_What the task asks_
Change "discipline" to "rigor" in the letter to the YSM and alumni communities, and give the passage from "In January, in" up to and including "without measuring progress." with that replacement made.

_Excerpted text_
[Start of section]

To the YSM and Alumni Communities:
“Judge Smails: Ty, what did you shoot today?
Ty: Oh judge, I don’t keep score.
Judge Smails: Then how do you measure yourself with other golfers?
Ty: By height.”
In January, in a reflection on discipline, I shared that, “To hold ourselves accountable, we must also become comfortable with sharing data about our performance.” As I have been considering the many ways in which we measure ourselves, these lines from the Harold Ramus film, Caddyshack, came to mind (an occupational hazard of having raised three sons). In his glib response, Ty Webb (Chevy Chase) captures the pitfalls of comparisons, but also the absurdity of striving to improve without measuring progress.

[End of section]

Extracted data entries
[Start of section]

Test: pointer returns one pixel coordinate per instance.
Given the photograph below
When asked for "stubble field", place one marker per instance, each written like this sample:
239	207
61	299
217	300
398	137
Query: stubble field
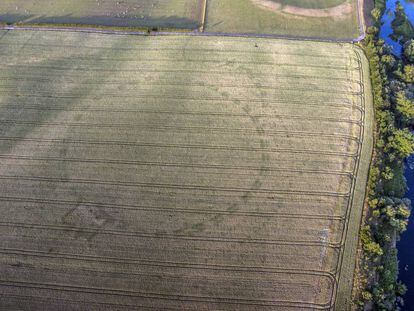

[End of section]
[Start of section]

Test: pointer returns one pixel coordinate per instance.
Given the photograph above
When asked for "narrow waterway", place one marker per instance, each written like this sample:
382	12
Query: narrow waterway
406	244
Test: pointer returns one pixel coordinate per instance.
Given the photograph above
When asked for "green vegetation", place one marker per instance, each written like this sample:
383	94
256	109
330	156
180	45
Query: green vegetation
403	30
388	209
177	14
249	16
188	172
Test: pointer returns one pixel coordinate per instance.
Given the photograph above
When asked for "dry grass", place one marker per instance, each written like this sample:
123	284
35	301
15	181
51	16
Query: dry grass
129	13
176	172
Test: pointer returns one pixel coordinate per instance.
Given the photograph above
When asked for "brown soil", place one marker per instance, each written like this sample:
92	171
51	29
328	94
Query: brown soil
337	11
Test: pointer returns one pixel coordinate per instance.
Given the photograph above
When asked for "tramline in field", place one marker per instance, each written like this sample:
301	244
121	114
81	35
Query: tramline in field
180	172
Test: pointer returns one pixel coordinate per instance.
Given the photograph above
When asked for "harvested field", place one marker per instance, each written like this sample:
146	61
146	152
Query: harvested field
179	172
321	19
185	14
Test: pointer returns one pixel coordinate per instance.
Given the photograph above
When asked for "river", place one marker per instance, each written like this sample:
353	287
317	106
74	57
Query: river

[End of section]
[Start of section]

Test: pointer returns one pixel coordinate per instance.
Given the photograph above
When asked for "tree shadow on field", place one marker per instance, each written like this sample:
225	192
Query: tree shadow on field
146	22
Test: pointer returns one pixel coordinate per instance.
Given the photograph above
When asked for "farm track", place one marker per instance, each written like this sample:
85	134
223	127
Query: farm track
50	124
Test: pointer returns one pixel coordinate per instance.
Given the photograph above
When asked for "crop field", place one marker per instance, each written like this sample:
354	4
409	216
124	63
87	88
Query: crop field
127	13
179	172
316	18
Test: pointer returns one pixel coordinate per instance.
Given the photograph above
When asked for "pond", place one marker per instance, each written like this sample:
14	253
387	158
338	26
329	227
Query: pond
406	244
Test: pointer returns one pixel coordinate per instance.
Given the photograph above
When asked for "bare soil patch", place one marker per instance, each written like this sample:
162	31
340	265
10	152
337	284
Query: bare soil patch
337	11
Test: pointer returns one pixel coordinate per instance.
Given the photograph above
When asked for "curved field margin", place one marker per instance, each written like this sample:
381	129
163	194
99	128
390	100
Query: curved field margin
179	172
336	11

[End of section]

_Result for this exercise_
In January, in a reflection on rigor, I shared that, “To hold ourselves accountable, we must also become comfortable with sharing data about our performance.” As I have been considering the many ways in which we measure ourselves, these lines from the Harold Ramus film, Caddyshack, came to mind (an occupational hazard of having raised three sons). In his glib response, Ty Webb (Chevy Chase) captures the pitfalls of comparisons, but also the absurdity of striving to improve without measuring progress.